AIM: Please copy out, word for word, the lines of data from the line containing "Reviewer check: make sure each instance of the round" up to and including the last line of the data.

§ §

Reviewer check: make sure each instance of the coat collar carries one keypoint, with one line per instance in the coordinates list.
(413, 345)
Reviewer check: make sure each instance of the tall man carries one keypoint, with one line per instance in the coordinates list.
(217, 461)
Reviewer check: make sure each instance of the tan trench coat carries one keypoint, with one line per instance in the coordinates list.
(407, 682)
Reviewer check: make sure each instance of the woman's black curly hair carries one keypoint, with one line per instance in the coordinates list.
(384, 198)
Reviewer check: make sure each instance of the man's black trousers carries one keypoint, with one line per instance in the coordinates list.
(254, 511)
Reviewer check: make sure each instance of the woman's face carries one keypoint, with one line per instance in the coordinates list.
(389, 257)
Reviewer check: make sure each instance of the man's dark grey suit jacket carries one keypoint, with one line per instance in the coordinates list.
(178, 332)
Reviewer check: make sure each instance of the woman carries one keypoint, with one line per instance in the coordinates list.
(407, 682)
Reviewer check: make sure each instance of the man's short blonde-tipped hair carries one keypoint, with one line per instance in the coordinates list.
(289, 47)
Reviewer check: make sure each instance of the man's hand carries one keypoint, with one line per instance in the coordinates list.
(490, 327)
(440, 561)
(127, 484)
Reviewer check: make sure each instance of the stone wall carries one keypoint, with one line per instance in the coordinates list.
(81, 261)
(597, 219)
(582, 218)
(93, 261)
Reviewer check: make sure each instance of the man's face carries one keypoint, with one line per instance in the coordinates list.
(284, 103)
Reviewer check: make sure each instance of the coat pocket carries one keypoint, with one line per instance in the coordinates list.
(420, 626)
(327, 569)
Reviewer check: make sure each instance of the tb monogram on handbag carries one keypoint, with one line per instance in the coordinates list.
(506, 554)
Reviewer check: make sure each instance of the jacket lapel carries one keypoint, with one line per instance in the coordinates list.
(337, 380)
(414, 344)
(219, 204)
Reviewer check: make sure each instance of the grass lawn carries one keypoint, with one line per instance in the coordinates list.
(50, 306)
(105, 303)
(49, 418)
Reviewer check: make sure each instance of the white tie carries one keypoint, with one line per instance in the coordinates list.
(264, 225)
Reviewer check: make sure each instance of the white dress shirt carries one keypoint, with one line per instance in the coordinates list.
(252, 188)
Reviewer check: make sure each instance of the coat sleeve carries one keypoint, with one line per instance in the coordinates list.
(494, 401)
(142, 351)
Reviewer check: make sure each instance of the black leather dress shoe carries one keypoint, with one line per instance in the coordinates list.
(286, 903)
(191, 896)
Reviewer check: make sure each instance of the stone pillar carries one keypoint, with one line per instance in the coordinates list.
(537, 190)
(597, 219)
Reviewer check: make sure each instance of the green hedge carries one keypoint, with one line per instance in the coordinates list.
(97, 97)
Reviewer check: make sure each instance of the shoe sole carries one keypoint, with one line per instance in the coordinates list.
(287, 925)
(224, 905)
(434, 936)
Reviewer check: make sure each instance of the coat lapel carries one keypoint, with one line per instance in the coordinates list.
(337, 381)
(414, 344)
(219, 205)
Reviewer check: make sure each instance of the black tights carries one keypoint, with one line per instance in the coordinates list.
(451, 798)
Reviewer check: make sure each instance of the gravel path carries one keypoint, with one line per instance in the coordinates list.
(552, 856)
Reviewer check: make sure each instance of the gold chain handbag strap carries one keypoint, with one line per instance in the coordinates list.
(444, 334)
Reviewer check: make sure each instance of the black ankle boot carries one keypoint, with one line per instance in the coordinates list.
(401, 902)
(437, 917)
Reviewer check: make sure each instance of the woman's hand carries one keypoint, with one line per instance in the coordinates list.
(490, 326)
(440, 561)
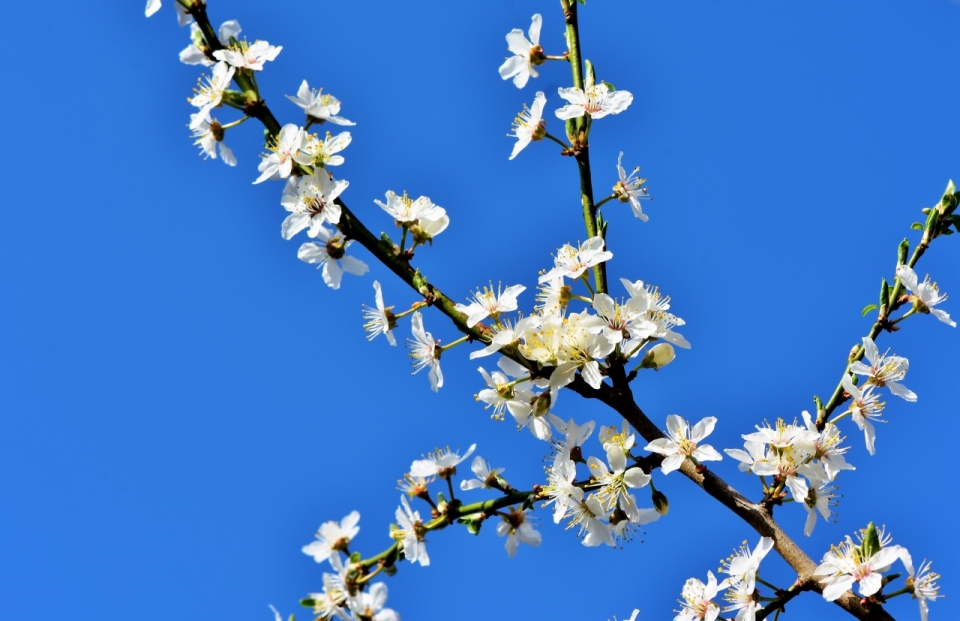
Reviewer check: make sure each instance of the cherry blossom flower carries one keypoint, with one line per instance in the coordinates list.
(284, 152)
(208, 135)
(442, 463)
(486, 476)
(411, 533)
(518, 529)
(630, 189)
(924, 583)
(884, 370)
(209, 92)
(319, 106)
(369, 605)
(311, 202)
(925, 295)
(529, 126)
(845, 565)
(251, 57)
(332, 537)
(379, 320)
(330, 256)
(864, 407)
(572, 262)
(425, 352)
(490, 303)
(597, 101)
(194, 53)
(683, 443)
(697, 603)
(527, 54)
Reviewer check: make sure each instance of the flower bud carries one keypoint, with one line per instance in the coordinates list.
(660, 355)
(660, 502)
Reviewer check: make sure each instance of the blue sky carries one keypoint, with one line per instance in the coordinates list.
(184, 402)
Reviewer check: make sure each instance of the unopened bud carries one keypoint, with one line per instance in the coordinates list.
(660, 355)
(660, 502)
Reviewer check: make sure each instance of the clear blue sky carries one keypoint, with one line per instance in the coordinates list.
(183, 402)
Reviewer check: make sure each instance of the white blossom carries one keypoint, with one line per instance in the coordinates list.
(884, 370)
(425, 351)
(529, 126)
(246, 56)
(379, 320)
(310, 199)
(333, 536)
(684, 442)
(527, 54)
(319, 106)
(330, 256)
(925, 295)
(597, 101)
(630, 189)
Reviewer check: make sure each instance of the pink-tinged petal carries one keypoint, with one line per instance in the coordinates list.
(837, 587)
(902, 391)
(671, 463)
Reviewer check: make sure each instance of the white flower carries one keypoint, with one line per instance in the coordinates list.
(319, 106)
(845, 565)
(572, 262)
(208, 96)
(379, 320)
(405, 210)
(194, 53)
(926, 294)
(560, 489)
(517, 529)
(284, 151)
(884, 370)
(411, 533)
(744, 564)
(252, 57)
(864, 407)
(369, 605)
(502, 394)
(527, 54)
(183, 16)
(924, 583)
(597, 101)
(486, 475)
(208, 134)
(330, 255)
(324, 153)
(310, 201)
(490, 303)
(333, 536)
(425, 352)
(442, 463)
(528, 125)
(684, 443)
(630, 189)
(698, 601)
(818, 500)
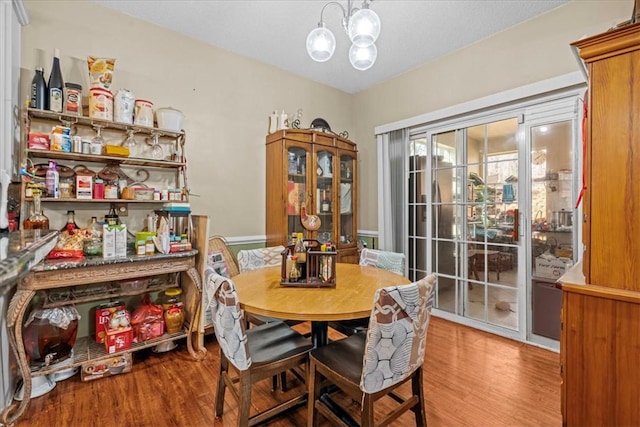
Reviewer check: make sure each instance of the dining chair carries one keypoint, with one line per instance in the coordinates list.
(250, 356)
(387, 260)
(221, 258)
(370, 366)
(254, 259)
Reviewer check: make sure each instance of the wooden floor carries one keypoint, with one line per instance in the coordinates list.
(472, 378)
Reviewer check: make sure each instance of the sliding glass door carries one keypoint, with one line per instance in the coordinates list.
(471, 202)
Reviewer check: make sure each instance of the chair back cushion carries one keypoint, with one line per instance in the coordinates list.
(392, 261)
(397, 334)
(228, 321)
(253, 259)
(221, 258)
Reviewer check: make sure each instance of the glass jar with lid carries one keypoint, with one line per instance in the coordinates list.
(173, 310)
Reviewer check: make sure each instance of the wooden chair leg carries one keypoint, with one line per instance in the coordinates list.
(245, 398)
(224, 370)
(367, 411)
(313, 385)
(418, 409)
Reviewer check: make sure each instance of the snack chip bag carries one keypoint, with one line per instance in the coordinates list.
(100, 71)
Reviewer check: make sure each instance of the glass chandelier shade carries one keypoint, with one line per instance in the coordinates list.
(321, 43)
(363, 58)
(364, 27)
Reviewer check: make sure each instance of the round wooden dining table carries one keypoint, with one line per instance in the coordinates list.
(260, 292)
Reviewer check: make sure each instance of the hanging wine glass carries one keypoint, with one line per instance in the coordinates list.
(97, 143)
(156, 150)
(130, 142)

§ §

SOLUTION:
Reviewer check: make sure each instance of the round wooden dining table carries one keypoint, with one line per instance in the coordinates list.
(260, 292)
Reviewer check: make sure each instance of the hanging wine glass carries one keypoint, with one line per instance in the coordinates list.
(97, 143)
(156, 150)
(130, 142)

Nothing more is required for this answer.